> _EXERCISE_
Turn the lines of the records into a JSON list of strings, one string per line with blank lines dropped, from the line containing "mark: the innermost point of each instance of the building" through the end of the records, inclusive.

"""

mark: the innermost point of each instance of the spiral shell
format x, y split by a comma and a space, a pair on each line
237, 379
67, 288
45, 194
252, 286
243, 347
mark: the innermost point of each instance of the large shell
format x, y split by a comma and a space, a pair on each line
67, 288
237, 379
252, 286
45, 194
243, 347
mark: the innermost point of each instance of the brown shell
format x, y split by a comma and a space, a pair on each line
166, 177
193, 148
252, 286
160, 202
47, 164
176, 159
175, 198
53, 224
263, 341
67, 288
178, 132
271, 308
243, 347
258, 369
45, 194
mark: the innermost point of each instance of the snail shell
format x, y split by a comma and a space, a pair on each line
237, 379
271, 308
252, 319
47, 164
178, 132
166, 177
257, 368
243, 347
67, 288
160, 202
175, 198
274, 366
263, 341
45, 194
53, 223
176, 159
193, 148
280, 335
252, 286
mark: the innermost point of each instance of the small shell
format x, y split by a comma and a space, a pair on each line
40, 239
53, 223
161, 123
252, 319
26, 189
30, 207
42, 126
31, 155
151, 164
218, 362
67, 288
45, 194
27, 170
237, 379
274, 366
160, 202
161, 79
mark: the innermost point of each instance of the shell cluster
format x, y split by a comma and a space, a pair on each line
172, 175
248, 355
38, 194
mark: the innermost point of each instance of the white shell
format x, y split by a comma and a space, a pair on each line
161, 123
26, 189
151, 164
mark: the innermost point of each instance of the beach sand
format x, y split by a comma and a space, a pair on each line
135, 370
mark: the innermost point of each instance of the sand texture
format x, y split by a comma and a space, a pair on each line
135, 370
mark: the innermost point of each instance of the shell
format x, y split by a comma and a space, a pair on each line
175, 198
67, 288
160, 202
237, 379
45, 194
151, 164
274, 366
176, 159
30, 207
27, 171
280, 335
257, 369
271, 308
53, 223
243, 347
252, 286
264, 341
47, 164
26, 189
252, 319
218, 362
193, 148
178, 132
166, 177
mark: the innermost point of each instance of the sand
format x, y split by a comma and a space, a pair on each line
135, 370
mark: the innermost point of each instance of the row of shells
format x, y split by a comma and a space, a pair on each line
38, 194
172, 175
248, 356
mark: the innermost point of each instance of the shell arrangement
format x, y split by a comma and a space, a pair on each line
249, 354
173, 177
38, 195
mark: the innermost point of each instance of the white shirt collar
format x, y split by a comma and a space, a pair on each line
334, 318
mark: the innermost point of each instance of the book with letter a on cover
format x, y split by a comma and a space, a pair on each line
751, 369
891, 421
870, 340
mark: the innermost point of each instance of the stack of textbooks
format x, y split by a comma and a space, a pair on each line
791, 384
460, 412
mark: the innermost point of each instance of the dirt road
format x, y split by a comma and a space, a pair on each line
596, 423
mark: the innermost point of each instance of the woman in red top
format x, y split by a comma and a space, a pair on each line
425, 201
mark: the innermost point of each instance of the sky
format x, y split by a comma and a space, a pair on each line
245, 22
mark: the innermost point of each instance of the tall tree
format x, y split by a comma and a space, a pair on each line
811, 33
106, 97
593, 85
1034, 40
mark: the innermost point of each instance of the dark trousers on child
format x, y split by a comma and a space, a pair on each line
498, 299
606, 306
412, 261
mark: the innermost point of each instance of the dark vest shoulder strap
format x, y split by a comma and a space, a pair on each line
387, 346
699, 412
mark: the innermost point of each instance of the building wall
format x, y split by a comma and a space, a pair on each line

"""

> _FINISHED ANSWER_
[
  "mark: the innermost point of each instance of the building wall",
  "format x, y split by a comma and a space, a pair on each line"
]